TransFuser v6: End-to-End Driving Policy

Updated 30 December 2025

TransFuser v6 is an end-to-end imitation-learning policy that integrates rich sensor inputs using a token-based transformer, narrowing the gap between expert demonstrations and student observations.
It fuses multi-modal data from surrounding cameras, LiDAR, radar, and GNSS waypoints, enabling precise continuous vehicular control through advanced self- and cross-attention mechanisms.
TFv6 achieves significant performance gains on simulated benchmarks and demonstrates effective sim-to-real transfer, highlighting its potential for scalable autonomous driving deployment.

TransFuser v6 (TFv6) is an end-to-end imitation-learning policy for autonomous driving that addresses Learner–Expert Asymmetry by narrowing gaps between privileged expert demonstrations and student agent observations. Developed as part of the LEAD framework, TFv6 establishes new performance benchmarks across simulated and real-world autonomous driving tasks through architectural advances, targeted interventions, and multi-modal fusion strategies (Nguyen et al., 23 Dec 2025).

1. Model Architecture and Sensor Modalities

TFv6 maps rich multi-modal sensor data to continuous vehicular control via a token-based transformer backbone. Its input modalities comprise:

Surround-view RGB Cameras: Up to six synchronized automotive-grade images per timestep, encoded by a ResNet-34 or RegNetY-032 backbone, then lifted to $N_\mathrm{bev}$ two-dimensional BEV tokens $T_\mathrm{img}^{(i)} \in \mathbb{R}^{N_\mathrm{bev} \times d_\mathrm{model}}$ .

----

▶ _Task goal_: Please transcribe the TransFuser v6 overview above word for word, in full.

----

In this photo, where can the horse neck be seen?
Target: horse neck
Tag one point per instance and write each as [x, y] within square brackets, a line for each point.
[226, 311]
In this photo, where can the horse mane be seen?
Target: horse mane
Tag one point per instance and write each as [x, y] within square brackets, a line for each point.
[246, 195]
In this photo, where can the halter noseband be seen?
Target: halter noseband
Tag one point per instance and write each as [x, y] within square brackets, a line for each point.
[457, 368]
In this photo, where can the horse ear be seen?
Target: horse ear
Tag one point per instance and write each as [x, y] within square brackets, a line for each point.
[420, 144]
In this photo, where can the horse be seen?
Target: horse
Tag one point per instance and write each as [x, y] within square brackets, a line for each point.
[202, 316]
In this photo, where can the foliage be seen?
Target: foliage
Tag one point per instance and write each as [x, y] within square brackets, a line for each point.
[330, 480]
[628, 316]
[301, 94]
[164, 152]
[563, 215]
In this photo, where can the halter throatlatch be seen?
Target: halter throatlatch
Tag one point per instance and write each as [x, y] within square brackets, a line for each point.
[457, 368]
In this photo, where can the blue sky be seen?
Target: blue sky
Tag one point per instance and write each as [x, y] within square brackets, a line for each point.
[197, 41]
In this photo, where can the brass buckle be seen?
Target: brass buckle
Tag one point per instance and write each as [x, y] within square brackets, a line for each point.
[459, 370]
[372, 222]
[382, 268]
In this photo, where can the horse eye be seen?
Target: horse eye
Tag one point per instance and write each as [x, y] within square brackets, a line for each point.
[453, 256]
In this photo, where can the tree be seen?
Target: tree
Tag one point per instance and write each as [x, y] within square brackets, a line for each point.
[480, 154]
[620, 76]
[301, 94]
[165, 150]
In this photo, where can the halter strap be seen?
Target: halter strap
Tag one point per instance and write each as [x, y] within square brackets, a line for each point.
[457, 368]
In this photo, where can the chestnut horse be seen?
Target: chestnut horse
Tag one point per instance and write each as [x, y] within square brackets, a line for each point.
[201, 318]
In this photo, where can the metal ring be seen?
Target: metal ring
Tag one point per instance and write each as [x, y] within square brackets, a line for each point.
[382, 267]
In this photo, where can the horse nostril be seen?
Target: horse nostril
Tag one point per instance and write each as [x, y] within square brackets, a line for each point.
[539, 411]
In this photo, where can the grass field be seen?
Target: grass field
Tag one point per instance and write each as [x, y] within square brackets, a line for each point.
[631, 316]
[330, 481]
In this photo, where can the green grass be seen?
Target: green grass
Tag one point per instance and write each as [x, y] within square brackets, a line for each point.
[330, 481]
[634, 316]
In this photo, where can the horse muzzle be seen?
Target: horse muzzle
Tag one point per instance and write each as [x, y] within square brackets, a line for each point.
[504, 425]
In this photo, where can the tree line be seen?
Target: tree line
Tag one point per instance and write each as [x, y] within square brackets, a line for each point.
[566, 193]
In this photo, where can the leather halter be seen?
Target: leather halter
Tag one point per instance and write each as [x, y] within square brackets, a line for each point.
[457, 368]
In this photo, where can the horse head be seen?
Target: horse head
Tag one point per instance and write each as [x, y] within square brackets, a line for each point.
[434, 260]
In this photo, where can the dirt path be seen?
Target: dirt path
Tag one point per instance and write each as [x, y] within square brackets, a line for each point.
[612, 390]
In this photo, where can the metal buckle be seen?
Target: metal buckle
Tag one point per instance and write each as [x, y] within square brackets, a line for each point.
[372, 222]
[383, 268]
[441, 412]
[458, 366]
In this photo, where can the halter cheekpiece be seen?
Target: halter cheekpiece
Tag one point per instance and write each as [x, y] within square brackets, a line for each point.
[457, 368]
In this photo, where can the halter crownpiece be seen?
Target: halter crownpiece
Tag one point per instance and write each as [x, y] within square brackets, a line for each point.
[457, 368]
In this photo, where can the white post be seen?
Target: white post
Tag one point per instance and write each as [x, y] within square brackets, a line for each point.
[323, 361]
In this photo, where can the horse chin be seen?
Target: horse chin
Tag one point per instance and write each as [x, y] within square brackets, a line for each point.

----

▶ _Output of the exercise_:
TransFuser v6: End-to-End Driving Policy

Updated 30 December 2025

TransFuser v6 is an end-to-end imitation-learning policy that integrates rich sensor inputs using a token-based transformer, narrowing the gap between expert demonstrations and student observations.
It fuses multi-modal data from surrounding cameras, LiDAR, radar, and GNSS waypoints, enabling precise continuous vehicular control through advanced self- and cross-attention mechanisms.
TFv6 achieves significant performance gains on simulated benchmarks and demonstrates effective sim-to-real transfer, highlighting its potential for scalable autonomous driving deployment.

TransFuser v6 (TFv6) is an end-to-end imitation-learning policy for autonomous driving that addresses Learner–Expert Asymmetry by narrowing gaps between privileged expert demonstrations and student agent observations. Developed as part of the LEAD framework, TFv6 establishes new performance benchmarks across simulated and real-world autonomous driving tasks through architectural advances, targeted interventions, and multi-modal fusion strategies (Nguyen et al., 23 Dec 2025).

1. Model Architecture and Sensor Modalities

TFv6 maps rich multi-modal sensor data to continuous vehicular control via a token-based transformer backbone. Its input modalities comprise:

Surround-view RGB Cameras: Up to six synchronized automotive-grade images per timestep, encoded by a ResNet-34 or RegNetY-032 backbone, then lifted to $N_\mathrm{bev}$ two-dimensional BEV tokens $T_\mathrm{img}^{(i)} \in \mathbb{R}^{N_\mathrm{bev} \times d_\mathrm{model}}$ .